◆ QUOTED TEXT:
Breslin is the unquestioned star of "Breslin and Hamill: Deadline Artists." He and Hamill -- who became a friend of Bobby Kennedy's after the JFK assassination -- were both there in that L.A. hotel kitchen when Sirhan Sirhan shot and killed Bobby Kennedy, too.

Hamill's career is, to be sure, properly attended to, especially his work after 9/11 and his New York tabloid editorships. But he is never more sympathetic onscreen than when, an aged and frail Breslin, sits down next to him and his old friend Hamill throws a comradely arm around his shoulder and pulls him closer.

Hamill was known, among friends, for the surprisingly high quality of his romantic life, which included Shirley Maclaine and Jackie Kennedy among his intimates. It was so impressive that, ultimately, Breslin couldn't resist writing about it.

What the (fill in your own profanity in caps) yelled Hamill at his friend, when he read the column. It was a barren Sunday, explained his columnist buddy Breslin. "I needed a column."

◆ EXERCISE INPUT:
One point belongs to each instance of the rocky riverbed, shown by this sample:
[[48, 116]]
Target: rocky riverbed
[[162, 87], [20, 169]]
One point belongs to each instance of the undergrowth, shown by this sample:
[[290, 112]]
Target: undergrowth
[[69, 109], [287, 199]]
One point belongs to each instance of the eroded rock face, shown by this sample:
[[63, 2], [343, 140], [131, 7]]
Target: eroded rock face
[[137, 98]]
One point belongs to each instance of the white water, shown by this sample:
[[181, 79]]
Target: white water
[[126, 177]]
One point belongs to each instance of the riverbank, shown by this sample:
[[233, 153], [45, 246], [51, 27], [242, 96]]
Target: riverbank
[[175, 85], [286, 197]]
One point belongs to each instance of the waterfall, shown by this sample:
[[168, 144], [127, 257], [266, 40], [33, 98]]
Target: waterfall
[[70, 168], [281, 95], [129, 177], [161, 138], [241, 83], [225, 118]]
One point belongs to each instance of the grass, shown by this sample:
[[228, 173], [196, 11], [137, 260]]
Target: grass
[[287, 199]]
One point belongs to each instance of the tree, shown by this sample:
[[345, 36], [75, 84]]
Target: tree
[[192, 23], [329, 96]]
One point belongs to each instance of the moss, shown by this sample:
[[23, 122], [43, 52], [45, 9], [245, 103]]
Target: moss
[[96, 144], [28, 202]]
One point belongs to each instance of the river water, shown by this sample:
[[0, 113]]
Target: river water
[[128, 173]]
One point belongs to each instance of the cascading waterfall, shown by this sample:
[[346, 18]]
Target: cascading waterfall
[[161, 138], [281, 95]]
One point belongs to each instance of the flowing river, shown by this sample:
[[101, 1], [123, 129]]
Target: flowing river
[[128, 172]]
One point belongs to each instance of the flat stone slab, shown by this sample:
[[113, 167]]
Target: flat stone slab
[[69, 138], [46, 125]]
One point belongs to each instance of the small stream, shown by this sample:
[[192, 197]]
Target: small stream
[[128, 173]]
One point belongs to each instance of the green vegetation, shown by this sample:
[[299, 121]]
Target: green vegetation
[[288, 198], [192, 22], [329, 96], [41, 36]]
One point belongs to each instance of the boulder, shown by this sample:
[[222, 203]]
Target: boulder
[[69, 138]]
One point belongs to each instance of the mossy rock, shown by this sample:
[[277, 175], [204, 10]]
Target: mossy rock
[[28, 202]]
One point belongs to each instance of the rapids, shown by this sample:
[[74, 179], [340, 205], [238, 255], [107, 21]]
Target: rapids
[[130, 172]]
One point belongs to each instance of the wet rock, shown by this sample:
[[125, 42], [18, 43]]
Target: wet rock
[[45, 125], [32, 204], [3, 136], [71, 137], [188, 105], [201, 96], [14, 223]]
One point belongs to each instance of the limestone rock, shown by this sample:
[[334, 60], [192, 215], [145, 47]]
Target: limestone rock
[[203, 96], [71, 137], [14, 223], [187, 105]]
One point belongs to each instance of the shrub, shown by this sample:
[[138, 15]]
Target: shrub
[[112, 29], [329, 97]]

...

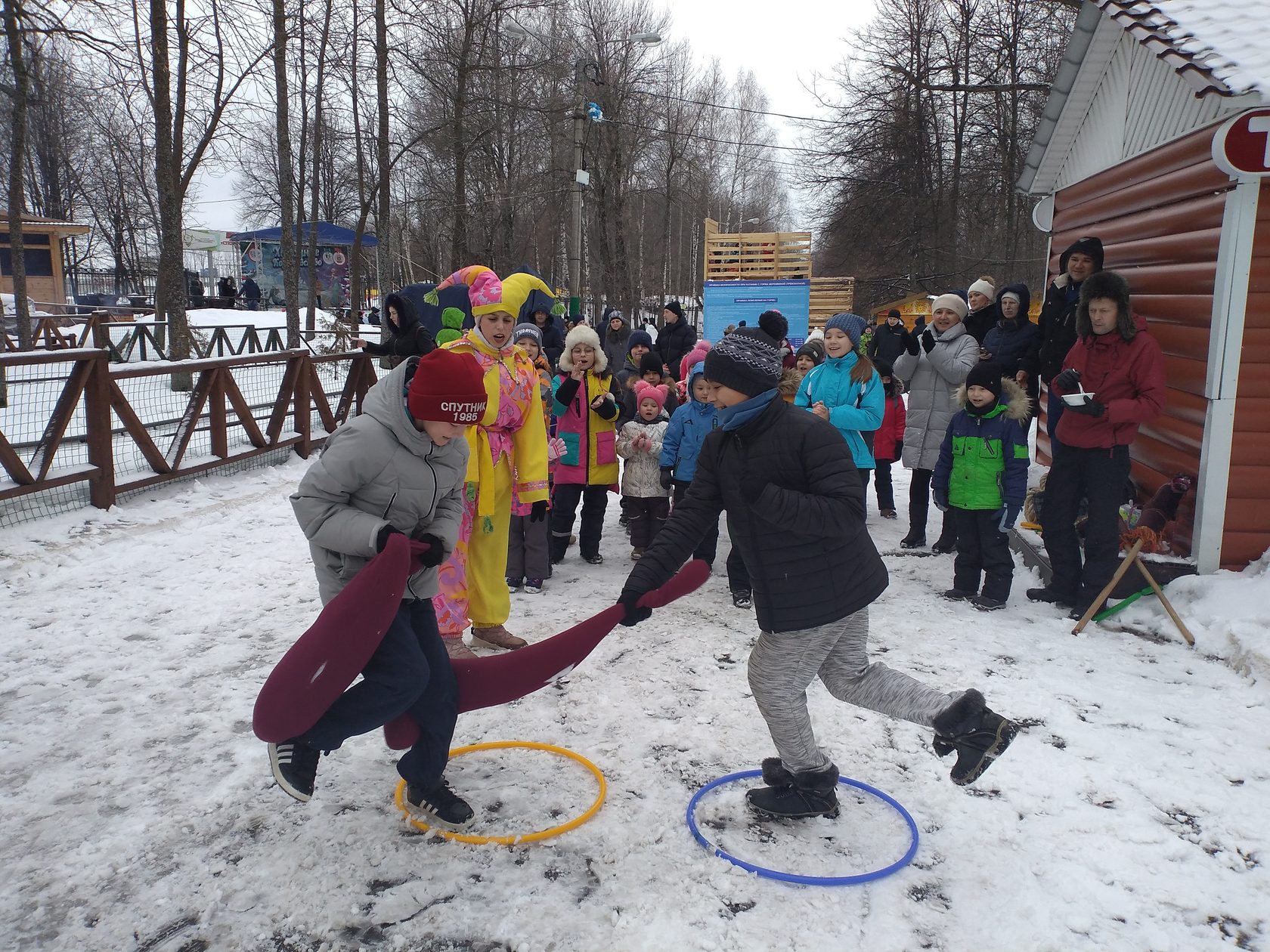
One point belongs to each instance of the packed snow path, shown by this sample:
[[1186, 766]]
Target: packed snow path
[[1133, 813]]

◆ CHALLENGE 1: In the passage about Breslin and Hamill, which two women are named among Hamill's intimates?
◆ CHALLENGE 2: Reproduce everything in the first block of rows from the line containing "One point belongs to each instance of the green" down to the line containing "[[69, 138]]", with both of those lines included.
The text about Breslin and Hamill and the rows after it are separate material.

◆ COMPLETE RESPONSE 1: Shirley Maclaine and Jackie Kennedy

◆ COMPLETE RESPONSE 2:
One point belongs to each instance of the green vegetation, shown by this sample:
[[299, 121]]
Target: green vegetation
[[288, 198], [192, 22], [329, 96], [41, 36]]
One point belongs to each instance of the boulder, shown by this sample:
[[222, 203]]
Target: boulder
[[69, 138]]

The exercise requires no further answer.